課題文:
============================================================
臨床研究スマホが変える 大学、生活習慣病など分析
個人の参加手軽に 膨大データ収集
日本経済新聞電子版
病気の予防や原因の解明などのため、大学病院などで行われる臨床研究。幅広く患者らの参加を募るため、スマートフォン(スマホ)のアプリ活用が広がっている。病院などに足を運ぶ必要があったこれまでと違い、「いつ、どこからでも」参加できるのが特徴だ。健康にまつわる膨大な情報を解析することで、脳梗塞の早期発見や糖尿病の改善・予防などに生かせると期待される。
料理撮って送信
「パシャッ」。神奈川県厚木市の会社員、芳賀恒之(52)さんはレストランでiPhone(アイフォーン)を取り出し、目の前に並んだ料理を撮影した。6月から食事のたびに写真を撮るのが日課だ。アプリ「グルコノート」で料理全体の画像から1品ずつ指定し、検索機能で該当するメニューを選ぶとカロリーが自動的に表示される。
============================================================
課題内容:
**A.** スマホと臨床研究の記事の内容と、次の(i)〜(iii)は一致しますか。それぞれ「はい」か「いいえ」で答え、決め手となる記事の語句をそのまま引用してください。
(i) 芳賀恒之さんは6月から、食事のたびに料理の写真を撮っている。
(ii) スマホアプリを使う臨床研究では、参加するために病院へ出向かなければならない。
(iii) 「グルコノート」では、料理のカロリーを利用者が自分で入力する。
**B.** スマホと臨床研究の記事を、最後の文の次から書き継いでください。

提供資料:
============================================================
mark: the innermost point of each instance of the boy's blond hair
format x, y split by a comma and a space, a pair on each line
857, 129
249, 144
============================================================
解答一覧:
**A.**
(i) はい:「6月から食事のたびに写真を撮るのが日課だ。」
(ii) いいえ:「病院などに足を運ぶ必要があったこれまでと違い、「いつ、どこからでも」参加できるのが特徴だ。」
(iii) いいえ:「検索機能で該当するメニューを選ぶとカロリーが自動的に表示される。」

**B.**
芳賀さんが参加しているのは、東京大学が糖尿病とその予備群を対象に3月に始めた臨床研究。アイフォーンでアプリを無料でダウンロードし、同意書にサインすれば参加できる。毎日、体重や血圧、血糖値(任意)を測定して入力。歩数や食事の記録と一緒に送る仕組みだ。
治療ではなく研究が目的のため、診断はしない。だが記録した内容は評価され、例えば食事では「食物繊維が目標値に達していない」などとコメントが表示される。自己管理に役立てることができる。
2007年に糖尿病と診断された芳賀さんは体重と歩数、睡眠時間は記録したことはあったが、「料理まで記録するのは初めて」。日々の食事内容を見ながら「『今日は少し量を減らそう』などとフィードバックできるのが利点」と話す。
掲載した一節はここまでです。